Working data:
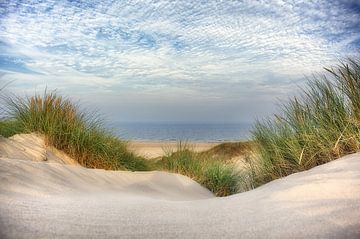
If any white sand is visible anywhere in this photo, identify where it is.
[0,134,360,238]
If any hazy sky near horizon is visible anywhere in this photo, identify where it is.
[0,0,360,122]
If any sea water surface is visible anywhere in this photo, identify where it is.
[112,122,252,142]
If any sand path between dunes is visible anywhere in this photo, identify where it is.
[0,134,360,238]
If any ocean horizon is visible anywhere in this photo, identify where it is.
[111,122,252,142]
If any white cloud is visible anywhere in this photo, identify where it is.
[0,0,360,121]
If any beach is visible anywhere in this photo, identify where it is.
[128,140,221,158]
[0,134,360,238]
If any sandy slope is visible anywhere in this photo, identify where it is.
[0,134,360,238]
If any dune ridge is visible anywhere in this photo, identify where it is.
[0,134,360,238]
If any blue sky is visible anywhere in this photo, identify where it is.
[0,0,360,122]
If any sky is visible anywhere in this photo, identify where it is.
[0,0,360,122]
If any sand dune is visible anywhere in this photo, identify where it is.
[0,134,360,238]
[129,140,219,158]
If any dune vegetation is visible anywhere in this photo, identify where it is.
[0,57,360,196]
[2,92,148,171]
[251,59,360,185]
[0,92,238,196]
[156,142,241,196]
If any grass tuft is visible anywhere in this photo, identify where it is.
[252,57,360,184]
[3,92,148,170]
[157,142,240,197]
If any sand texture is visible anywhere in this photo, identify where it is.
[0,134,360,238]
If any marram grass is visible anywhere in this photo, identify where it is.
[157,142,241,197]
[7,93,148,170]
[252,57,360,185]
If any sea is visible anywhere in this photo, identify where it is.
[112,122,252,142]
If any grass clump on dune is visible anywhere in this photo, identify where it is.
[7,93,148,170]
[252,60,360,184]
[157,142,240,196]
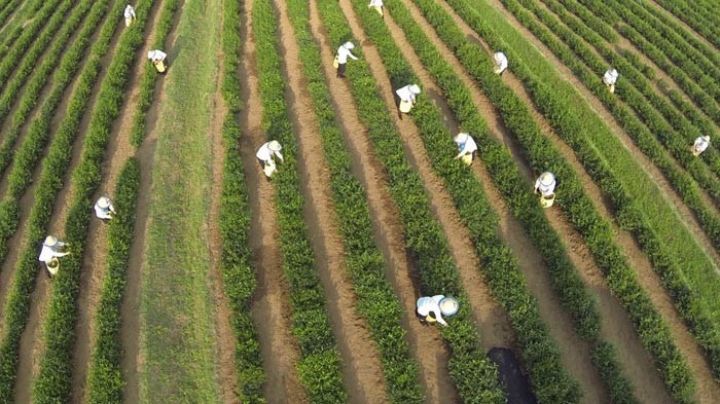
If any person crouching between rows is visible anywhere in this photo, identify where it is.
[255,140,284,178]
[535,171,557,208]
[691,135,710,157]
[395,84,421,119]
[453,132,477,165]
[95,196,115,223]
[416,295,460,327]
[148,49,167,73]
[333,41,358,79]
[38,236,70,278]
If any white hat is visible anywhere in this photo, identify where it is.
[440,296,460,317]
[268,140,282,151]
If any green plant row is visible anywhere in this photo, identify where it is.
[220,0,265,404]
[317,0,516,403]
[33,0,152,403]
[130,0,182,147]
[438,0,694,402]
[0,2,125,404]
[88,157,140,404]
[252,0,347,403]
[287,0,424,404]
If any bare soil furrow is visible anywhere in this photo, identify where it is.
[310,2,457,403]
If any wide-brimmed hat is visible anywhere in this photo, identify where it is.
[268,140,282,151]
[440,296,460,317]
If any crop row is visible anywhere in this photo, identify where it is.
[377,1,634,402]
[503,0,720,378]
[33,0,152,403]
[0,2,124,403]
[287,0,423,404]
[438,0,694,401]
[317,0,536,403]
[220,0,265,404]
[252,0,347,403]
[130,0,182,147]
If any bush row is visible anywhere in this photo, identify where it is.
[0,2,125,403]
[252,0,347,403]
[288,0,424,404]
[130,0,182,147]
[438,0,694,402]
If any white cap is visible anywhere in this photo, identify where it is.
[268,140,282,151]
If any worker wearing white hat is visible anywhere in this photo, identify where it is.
--
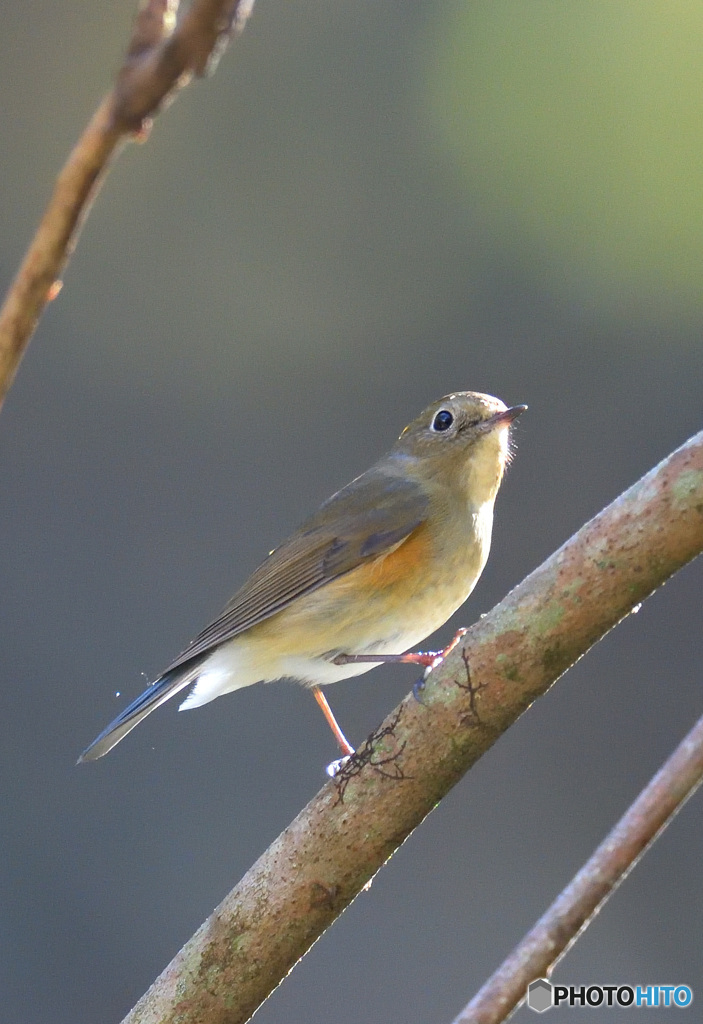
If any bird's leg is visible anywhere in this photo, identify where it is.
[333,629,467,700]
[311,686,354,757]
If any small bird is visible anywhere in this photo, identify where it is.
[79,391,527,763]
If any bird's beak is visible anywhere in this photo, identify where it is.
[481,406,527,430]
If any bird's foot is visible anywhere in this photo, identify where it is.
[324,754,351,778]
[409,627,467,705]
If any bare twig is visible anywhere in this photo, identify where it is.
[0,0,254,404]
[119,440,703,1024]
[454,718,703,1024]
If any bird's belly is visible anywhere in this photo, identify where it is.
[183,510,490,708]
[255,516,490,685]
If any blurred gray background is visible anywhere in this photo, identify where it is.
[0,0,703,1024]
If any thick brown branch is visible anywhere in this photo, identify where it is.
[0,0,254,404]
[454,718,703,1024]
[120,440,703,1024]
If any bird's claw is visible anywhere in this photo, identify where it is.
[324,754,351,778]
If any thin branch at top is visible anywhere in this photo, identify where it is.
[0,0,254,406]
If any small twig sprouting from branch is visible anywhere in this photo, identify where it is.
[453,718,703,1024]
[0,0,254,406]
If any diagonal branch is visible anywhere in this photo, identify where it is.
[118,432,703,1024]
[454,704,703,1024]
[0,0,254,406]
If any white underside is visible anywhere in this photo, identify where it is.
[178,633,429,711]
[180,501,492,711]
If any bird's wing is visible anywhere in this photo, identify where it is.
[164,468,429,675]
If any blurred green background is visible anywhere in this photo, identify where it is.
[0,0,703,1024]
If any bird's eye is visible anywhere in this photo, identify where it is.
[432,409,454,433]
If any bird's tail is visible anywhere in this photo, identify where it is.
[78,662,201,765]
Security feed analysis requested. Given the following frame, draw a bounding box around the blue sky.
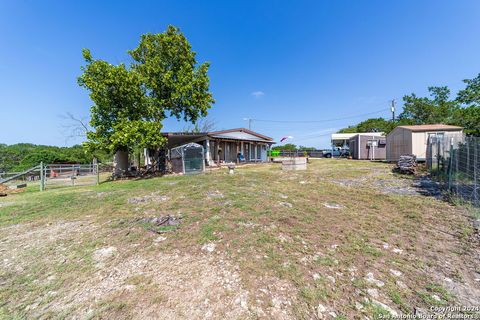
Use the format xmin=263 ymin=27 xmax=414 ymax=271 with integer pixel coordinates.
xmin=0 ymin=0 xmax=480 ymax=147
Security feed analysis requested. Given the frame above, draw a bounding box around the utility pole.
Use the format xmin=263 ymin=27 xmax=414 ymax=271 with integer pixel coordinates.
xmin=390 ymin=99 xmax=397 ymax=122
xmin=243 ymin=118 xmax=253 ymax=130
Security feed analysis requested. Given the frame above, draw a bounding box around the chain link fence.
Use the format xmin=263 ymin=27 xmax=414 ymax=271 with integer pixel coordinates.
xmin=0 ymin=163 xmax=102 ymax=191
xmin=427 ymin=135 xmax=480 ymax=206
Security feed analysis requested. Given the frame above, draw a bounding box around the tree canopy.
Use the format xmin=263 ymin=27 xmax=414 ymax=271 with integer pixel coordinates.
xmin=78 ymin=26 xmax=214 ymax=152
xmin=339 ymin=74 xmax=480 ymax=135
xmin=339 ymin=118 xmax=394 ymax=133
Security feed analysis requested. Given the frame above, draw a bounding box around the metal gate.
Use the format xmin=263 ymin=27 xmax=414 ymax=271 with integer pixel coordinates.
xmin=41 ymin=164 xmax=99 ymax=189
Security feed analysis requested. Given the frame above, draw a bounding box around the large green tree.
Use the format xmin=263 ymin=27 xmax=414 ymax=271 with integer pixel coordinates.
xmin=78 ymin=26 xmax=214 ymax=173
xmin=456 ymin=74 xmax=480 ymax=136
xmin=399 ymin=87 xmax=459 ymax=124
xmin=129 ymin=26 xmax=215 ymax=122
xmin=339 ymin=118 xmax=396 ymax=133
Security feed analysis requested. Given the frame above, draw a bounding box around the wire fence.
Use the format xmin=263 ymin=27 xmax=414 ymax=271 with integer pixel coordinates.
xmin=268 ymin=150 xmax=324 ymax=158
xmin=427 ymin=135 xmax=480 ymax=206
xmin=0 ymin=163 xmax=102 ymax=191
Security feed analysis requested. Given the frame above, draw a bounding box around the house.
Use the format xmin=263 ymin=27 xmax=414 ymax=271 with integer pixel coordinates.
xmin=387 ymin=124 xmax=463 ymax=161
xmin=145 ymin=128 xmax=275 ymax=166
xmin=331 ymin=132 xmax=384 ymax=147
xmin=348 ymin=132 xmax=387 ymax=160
* * *
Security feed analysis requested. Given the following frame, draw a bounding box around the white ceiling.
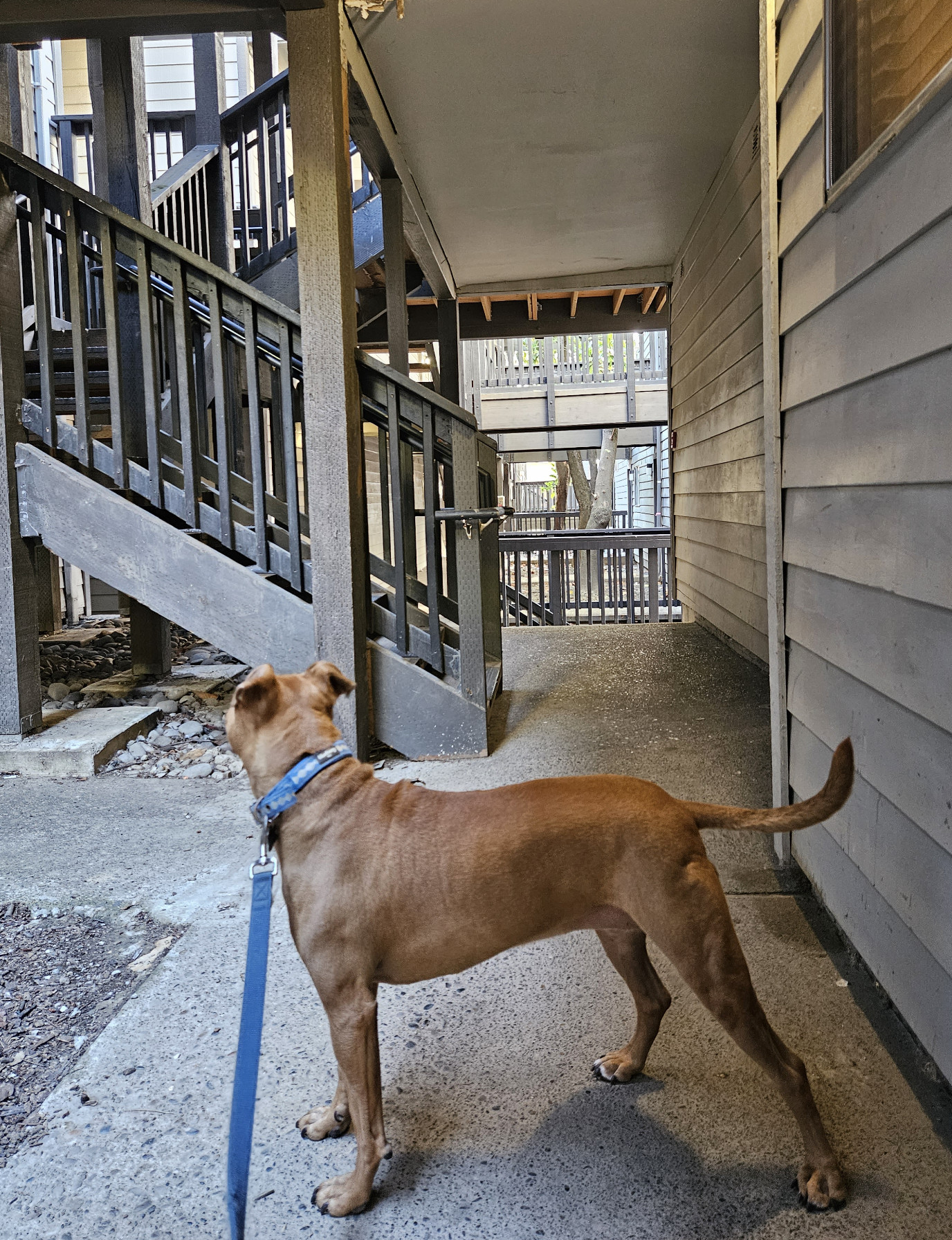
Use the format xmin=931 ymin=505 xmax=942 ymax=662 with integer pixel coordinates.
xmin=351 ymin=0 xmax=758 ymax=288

Set exercise:
Pull out the rows above from the line containing "If any sky is" up to and including the line containing "[157,142,240,197]", and reproduce them verbatim.

Task answer:
If any sky is visible anywhere in this photo, identify where it is.
[0,0,360,122]
If any sand dune is visible anywhere in this photo, identify where it is.
[0,134,360,238]
[129,140,219,158]
If any dune vegetation is visible anywhere in this photo, identify where it is.
[0,57,360,196]
[2,92,148,171]
[251,59,360,185]
[0,92,238,196]
[156,142,241,196]
If any grass tuft is visible anywhere in this photo, identify where it is.
[252,57,360,184]
[3,92,148,170]
[157,142,240,197]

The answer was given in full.